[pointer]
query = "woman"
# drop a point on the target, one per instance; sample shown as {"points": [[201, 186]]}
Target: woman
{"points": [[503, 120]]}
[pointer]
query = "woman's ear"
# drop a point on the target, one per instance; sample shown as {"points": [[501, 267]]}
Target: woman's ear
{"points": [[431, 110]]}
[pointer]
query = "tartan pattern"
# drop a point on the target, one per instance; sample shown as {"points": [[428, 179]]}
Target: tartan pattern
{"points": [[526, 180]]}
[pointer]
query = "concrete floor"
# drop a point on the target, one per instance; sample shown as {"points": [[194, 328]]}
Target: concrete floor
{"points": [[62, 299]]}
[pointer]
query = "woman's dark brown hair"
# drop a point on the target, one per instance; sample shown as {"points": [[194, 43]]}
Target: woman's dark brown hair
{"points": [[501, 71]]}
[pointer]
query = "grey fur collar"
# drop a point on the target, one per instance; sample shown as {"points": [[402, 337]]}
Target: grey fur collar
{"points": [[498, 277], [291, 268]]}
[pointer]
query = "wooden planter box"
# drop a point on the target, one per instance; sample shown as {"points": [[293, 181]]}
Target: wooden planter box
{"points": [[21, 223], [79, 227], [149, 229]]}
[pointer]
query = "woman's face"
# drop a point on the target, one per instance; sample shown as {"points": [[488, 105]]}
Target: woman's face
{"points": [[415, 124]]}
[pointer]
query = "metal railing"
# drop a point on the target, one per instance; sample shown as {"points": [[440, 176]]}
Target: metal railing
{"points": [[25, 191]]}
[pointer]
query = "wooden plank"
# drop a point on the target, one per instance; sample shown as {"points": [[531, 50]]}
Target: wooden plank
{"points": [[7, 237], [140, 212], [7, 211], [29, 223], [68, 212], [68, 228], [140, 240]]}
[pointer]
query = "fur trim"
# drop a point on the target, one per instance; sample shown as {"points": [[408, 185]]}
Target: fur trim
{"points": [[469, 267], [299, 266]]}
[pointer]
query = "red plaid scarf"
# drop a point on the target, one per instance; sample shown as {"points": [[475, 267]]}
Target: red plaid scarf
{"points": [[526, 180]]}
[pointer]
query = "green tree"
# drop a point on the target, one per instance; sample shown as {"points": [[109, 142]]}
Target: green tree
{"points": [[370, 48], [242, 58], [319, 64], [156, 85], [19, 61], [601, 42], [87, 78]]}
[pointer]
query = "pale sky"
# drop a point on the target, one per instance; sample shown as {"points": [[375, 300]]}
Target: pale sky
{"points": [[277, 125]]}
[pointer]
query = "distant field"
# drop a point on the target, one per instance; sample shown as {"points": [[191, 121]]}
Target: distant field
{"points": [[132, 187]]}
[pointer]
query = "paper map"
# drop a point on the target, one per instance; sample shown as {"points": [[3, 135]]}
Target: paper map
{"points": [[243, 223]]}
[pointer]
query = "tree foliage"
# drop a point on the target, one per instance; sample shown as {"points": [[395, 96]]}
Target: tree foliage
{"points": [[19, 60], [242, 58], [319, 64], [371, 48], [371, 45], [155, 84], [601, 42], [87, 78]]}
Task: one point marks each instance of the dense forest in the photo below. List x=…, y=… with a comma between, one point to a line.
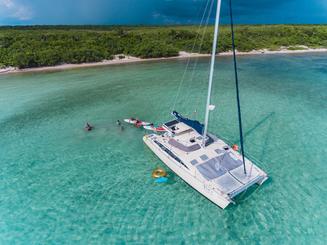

Required work: Return a verbatim transcription of the data, omitting all images.

Written reply:
[pointer]
query = "woman"
# drop a point on the target, one per instance; sample shown as {"points": [[201, 186]]}
Target: woman
{"points": [[503, 120]]}
[pointer]
query = "woman's ear"
# drop a point on the target, one per instance; sample shown as {"points": [[501, 267]]}
Target: woman's ear
{"points": [[431, 110]]}
[pointer]
query = "tartan pattern"
# drop a point on the target, one per instance; sample shown as {"points": [[428, 179]]}
Target: tartan pattern
{"points": [[526, 180]]}
[pointer]
query = "concrete floor"
# drop a point on the target, one per instance; sample shown as {"points": [[194, 328]]}
Target: concrete floor
{"points": [[62, 299]]}
[pointer]
query = "woman's dark brown hair"
# drop a point on the target, one per instance; sample shown as {"points": [[194, 43]]}
Target: woman's dark brown hair
{"points": [[501, 71]]}
[pointer]
query = "grey fur collar"
# drop a point on the target, one per instance; sample shown as {"points": [[402, 337]]}
Target: grey fur collar
{"points": [[498, 277], [291, 268]]}
[pointer]
query = "wooden planter box"
# drop a point on the target, one per instance; sample shown as {"points": [[293, 181]]}
Target: wooden planter box
{"points": [[21, 223], [79, 227], [149, 229]]}
[pointer]
query = "woman's face"
# drop a point on the target, one per instance; sample shown as {"points": [[488, 105]]}
Target: woman's face
{"points": [[415, 124]]}
[pointer]
query = "metal railing"
# drop a point on the target, one per instance; sample shown as {"points": [[440, 176]]}
Target: metal railing
{"points": [[25, 191]]}
[pointer]
query = "wooden plank"
# drop a point on the target, one per instance; sample shown as {"points": [[531, 50]]}
Target: wooden plank
{"points": [[7, 237], [140, 212], [7, 211], [29, 223], [68, 212], [68, 228], [140, 240]]}
[pointer]
query = "fur trim"
# drop a point on the target, one per instance; sample shown as {"points": [[408, 185]]}
Target: fur trim
{"points": [[469, 267], [299, 266]]}
[pointer]
query = "red plaid scarf"
# drop a point on the target, one per instance; sample shown as {"points": [[475, 267]]}
Target: red plaid scarf
{"points": [[526, 180]]}
[pointer]
query = "green tree"
# drop a point on the target, one per instance; sample shown as {"points": [[109, 142]]}
Target: green tree
{"points": [[370, 48], [242, 58], [319, 64], [156, 85], [19, 61], [601, 42], [87, 78]]}
[pointer]
query = "pale sky"
# drop a point on the target, one per instance; sample shown as {"points": [[375, 300]]}
Target: pale sky
{"points": [[277, 125]]}
[pointer]
query = "distant field"
# drop a point on the target, one per instance; sample shown as {"points": [[191, 121]]}
Target: distant field
{"points": [[132, 187]]}
[pointer]
query = "paper map"
# drop a point on the target, one per instance; sample shown as {"points": [[3, 135]]}
Target: paper map
{"points": [[243, 223]]}
[pointer]
query = "tree foliage"
# drop a point on the target, one per instance; sample shown as {"points": [[395, 96]]}
Target: tree foliage
{"points": [[19, 60], [242, 58], [319, 64], [371, 48], [371, 45], [155, 84], [601, 42], [87, 78]]}
Task: one point marks each instance of the dense forest in the photo below. List x=…, y=… with a comma between, one point to a line.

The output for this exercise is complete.